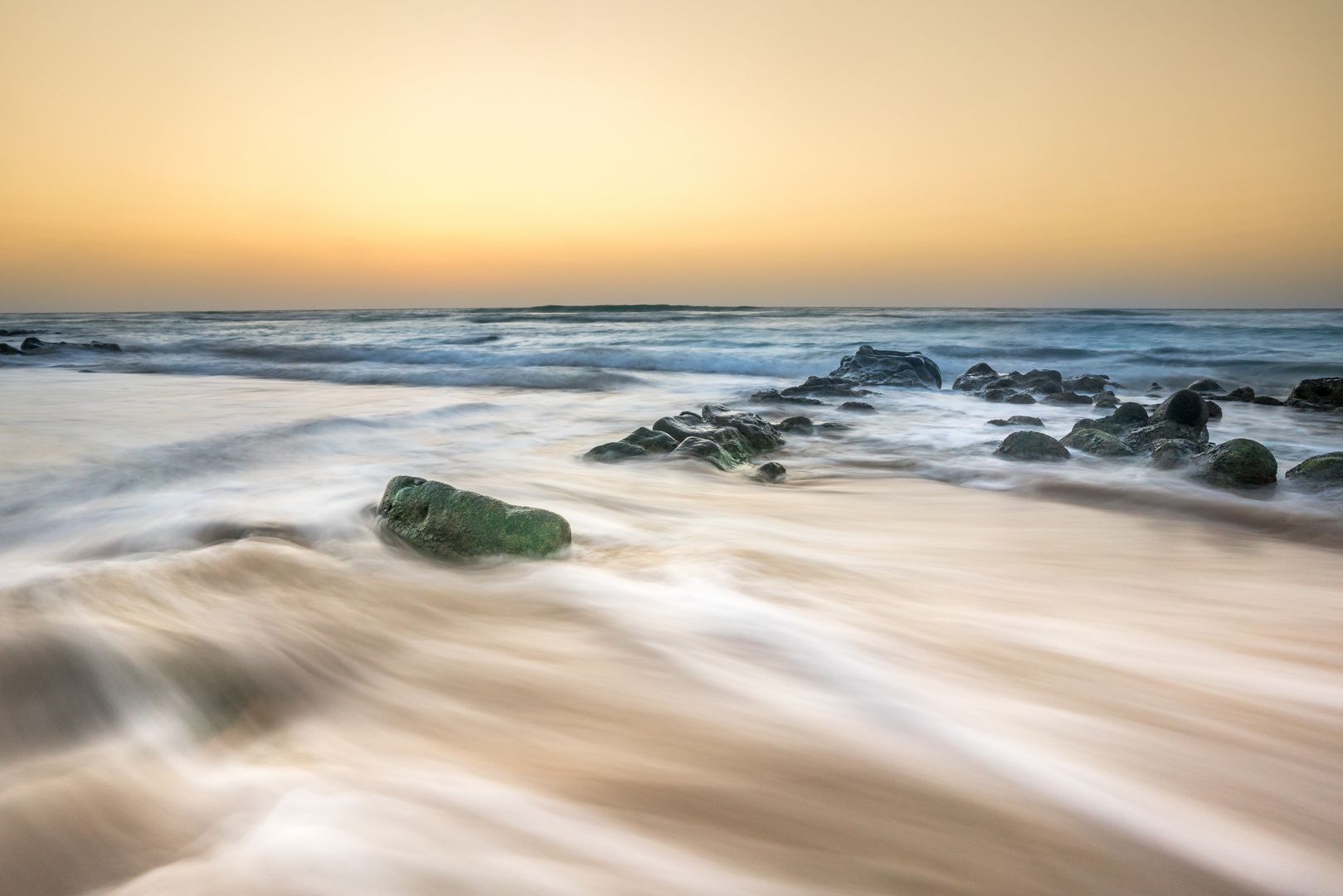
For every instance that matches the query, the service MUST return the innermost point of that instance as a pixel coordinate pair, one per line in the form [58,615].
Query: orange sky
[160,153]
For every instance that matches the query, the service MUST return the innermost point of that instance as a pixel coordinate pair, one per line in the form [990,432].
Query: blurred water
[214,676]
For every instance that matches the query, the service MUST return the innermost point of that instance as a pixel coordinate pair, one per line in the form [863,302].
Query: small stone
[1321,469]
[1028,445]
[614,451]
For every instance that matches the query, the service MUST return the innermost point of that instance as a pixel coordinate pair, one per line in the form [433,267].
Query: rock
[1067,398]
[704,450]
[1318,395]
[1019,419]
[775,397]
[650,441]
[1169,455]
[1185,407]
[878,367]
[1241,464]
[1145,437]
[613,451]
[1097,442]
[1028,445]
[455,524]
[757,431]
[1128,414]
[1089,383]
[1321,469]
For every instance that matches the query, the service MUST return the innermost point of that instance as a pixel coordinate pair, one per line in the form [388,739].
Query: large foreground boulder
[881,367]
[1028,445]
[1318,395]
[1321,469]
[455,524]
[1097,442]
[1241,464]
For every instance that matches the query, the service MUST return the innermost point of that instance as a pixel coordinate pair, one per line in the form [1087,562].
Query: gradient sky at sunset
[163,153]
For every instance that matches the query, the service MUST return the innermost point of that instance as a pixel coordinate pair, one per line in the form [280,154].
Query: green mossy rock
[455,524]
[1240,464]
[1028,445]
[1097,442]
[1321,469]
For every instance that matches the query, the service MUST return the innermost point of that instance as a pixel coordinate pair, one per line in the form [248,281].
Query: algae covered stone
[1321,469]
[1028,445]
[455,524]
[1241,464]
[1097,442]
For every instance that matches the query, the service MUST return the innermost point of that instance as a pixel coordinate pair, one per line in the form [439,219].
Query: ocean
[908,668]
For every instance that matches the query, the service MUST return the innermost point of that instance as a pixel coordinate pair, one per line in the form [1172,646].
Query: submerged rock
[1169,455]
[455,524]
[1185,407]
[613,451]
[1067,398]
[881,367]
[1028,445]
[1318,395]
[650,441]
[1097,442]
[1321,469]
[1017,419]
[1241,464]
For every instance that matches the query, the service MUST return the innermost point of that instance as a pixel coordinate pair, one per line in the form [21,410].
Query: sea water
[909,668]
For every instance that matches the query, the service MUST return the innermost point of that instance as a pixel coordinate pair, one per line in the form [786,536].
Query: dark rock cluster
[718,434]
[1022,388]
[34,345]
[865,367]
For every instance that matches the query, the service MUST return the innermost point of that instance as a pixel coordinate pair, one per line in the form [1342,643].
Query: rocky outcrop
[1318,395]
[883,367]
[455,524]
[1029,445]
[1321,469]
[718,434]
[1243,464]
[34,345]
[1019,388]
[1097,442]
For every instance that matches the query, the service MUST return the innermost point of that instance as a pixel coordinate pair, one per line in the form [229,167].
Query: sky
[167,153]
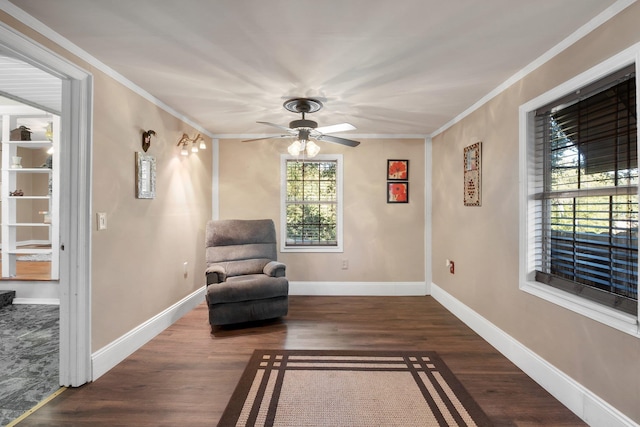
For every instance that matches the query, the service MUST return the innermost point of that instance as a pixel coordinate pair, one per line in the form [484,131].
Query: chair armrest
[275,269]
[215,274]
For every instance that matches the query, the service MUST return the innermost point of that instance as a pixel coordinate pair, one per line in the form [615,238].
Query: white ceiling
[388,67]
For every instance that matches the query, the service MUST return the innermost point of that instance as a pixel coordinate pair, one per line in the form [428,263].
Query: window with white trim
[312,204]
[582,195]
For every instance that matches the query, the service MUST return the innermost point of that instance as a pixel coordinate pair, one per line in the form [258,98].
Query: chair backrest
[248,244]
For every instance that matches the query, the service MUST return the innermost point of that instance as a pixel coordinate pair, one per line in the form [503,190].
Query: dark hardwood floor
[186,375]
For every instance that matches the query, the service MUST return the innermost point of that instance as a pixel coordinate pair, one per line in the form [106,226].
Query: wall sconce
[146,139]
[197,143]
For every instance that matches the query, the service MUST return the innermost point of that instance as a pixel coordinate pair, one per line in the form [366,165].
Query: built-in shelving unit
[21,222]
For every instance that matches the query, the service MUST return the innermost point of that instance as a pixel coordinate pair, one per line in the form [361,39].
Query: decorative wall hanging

---

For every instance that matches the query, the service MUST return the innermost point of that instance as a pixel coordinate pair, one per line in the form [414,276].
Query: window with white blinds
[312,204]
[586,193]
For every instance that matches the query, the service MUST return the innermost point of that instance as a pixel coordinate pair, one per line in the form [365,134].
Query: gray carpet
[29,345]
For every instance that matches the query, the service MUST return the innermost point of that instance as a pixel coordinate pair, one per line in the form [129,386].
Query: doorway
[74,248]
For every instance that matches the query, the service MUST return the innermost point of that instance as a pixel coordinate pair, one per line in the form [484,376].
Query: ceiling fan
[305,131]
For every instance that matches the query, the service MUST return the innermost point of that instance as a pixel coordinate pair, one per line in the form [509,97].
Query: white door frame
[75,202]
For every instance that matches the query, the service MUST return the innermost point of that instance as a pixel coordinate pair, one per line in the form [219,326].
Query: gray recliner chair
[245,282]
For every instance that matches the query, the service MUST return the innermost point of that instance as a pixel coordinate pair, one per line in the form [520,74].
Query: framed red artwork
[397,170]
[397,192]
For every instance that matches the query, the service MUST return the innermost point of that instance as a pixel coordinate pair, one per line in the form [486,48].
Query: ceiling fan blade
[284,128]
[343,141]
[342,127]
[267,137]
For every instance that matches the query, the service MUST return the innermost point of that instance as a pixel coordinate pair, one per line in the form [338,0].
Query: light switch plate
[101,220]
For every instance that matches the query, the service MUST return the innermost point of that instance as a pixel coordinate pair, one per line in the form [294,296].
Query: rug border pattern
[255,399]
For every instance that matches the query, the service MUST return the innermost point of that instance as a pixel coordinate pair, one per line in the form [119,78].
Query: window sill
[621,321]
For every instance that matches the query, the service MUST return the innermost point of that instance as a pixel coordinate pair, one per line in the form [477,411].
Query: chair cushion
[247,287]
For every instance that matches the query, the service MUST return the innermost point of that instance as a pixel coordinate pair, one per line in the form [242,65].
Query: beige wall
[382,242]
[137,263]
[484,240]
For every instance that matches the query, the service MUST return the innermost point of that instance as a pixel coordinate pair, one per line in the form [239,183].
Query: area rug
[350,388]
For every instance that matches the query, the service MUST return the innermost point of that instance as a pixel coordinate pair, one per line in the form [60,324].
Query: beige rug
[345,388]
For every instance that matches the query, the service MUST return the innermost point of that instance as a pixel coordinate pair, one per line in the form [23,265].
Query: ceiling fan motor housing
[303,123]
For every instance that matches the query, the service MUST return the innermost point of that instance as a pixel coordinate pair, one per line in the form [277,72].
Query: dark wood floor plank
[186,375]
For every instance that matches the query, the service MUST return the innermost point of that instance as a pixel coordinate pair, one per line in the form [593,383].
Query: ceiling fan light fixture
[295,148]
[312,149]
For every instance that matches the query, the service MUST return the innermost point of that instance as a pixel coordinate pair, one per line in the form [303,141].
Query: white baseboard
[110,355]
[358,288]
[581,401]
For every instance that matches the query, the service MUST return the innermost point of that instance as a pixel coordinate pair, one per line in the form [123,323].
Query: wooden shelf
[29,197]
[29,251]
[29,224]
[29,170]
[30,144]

■ **REQUIREMENT**
Determine how many lines in the records above contain the string "dark". Reply with that number alone.

■ **FINAL RESULT**
3